# EXTRACTED TEXT

◆ ◆ ◆ ◆ ◆ ◆ ◆

Wednesday, October 17, 2007

page 4

The demography of the hospital staff and the community were alike. Jewish doctors and patients seemed to avoid the Park. Instead, they preferred the nearby Ben Maimon Hospital or the Jewish Hospital, where in 1942 Albert Einstein underwent his aneurysm operation by the great Rudolf Nissen.

The post World War II era brought significant changes to the Park. Sponsored by generous federal and city funds, the training of young doctors and specialists became increasingly profitable to hospitals. Not only could they enjoy the cheap labor provided by the trainees—previously available only to the greatest university hospitals—but in addition, the government paid—and still pays—the hospitals handsomely for each resident. Consequently, teaching programs mushroomed across America, spreading into Brooklyn and eventually the Park.

At the same time the neighborhood became poorer and less attractive to young American doctors, who preferred the ivory towers of the great cities or the more affluent hospitals in suburbia. To feed the numerous available vacant training positions, inner city hospitals, like the Park, had to recruit foreign graduates who flocked in masses to the US, mainly from the Third World. Between 1950 and 1980 the vast majority of the young doctors the Park managed to attract were Indians, Pakistanis, Iranians, Arabs, Tai, and Filipinos. In fact, recruiting teams were sent by the hospital to India to import residents. Rumors claim that the recruiters—Americanized Indians—earned large amounts of "backshish" money paid by the families of prospective residents.

The typical face of the hospital departments in those days consisted of a chairman and senior doctors—aging white Americans—and an isolated face of an Italian American or a Jew in a sea of immigrants from Asia or the Middle East. With time, the foreign doctors graduated from their training programs to become specialists taking over senior faculty positions. During the late 1980s the Park became a multinational tower of Babel, the Department of Medicine being predominantly Indian with an isolated pale face, who to the occasional visitor, looked like a tourist in Bombay. A few Iranian-born surgeons controlled the Surgical Department while Oncology became a pure Egyptian oasis.

◆ ◆ ◆ ◆ ◆ ◆ ◆

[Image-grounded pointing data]
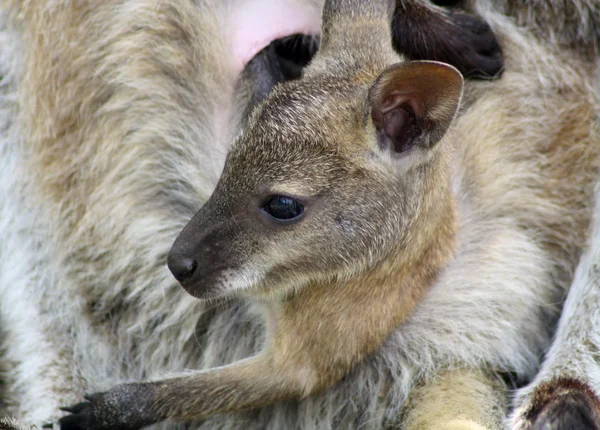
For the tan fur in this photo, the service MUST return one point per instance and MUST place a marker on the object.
(116, 163)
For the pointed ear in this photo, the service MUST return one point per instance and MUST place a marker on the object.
(412, 104)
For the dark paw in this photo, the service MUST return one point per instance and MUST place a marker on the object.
(451, 36)
(478, 53)
(124, 407)
(81, 415)
(564, 404)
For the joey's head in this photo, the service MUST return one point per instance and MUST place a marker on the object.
(333, 175)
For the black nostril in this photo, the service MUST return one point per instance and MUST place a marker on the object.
(182, 268)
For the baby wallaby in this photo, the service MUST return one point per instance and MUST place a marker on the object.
(333, 211)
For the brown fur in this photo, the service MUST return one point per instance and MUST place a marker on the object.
(103, 119)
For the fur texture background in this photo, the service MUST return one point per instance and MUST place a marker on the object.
(111, 138)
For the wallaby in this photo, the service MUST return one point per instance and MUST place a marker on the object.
(347, 201)
(129, 114)
(125, 111)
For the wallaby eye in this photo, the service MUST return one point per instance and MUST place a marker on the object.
(283, 208)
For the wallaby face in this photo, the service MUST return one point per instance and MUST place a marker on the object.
(326, 182)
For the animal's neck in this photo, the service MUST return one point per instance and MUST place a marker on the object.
(342, 321)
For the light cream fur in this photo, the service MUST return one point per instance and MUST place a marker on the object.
(108, 147)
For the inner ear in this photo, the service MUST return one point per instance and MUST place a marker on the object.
(414, 104)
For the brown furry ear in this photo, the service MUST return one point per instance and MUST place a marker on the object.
(414, 103)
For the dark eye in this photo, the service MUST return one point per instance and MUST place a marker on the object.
(283, 208)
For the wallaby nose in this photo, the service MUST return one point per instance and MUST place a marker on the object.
(183, 268)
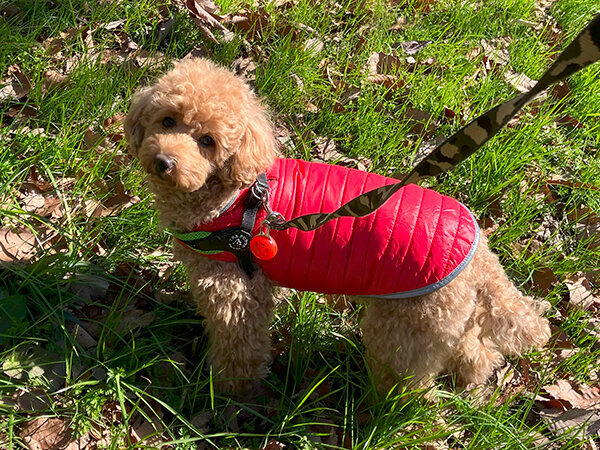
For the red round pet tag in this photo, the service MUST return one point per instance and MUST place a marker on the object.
(263, 247)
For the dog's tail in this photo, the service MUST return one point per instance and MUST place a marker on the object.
(514, 322)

◆ ◆ ◆ ◆ ◆ ◆ ◆

# PROBLEMS AND TASKS
**A.** From the text about the Park hospital, reproduce word for word the passage starting at "The post World" and ending at "eventually the Park.".
**B.** According to the text about the Park hospital, what were the groups that made up the vast majority of young doctors the Park attracted between 1950 and 1980? List them all.

# TASK ANSWERS
**A.**
The post World War II era brought significant changes to the Park. Sponsored by generous federal and city funds, the training of young doctors and specialists became increasingly profitable to hospitals. Not only could they enjoy the cheap labor provided by the trainees—previously available only to the greatest university hospitals—but in addition, the government paid—and still pays—the hospitals handsomely for each resident. Consequently, teaching programs mushroomed across America, spreading into Brooklyn and eventually the Park.

**B.** Indians, Pakistanis, Iranians, Arabs, Tai, Filipinos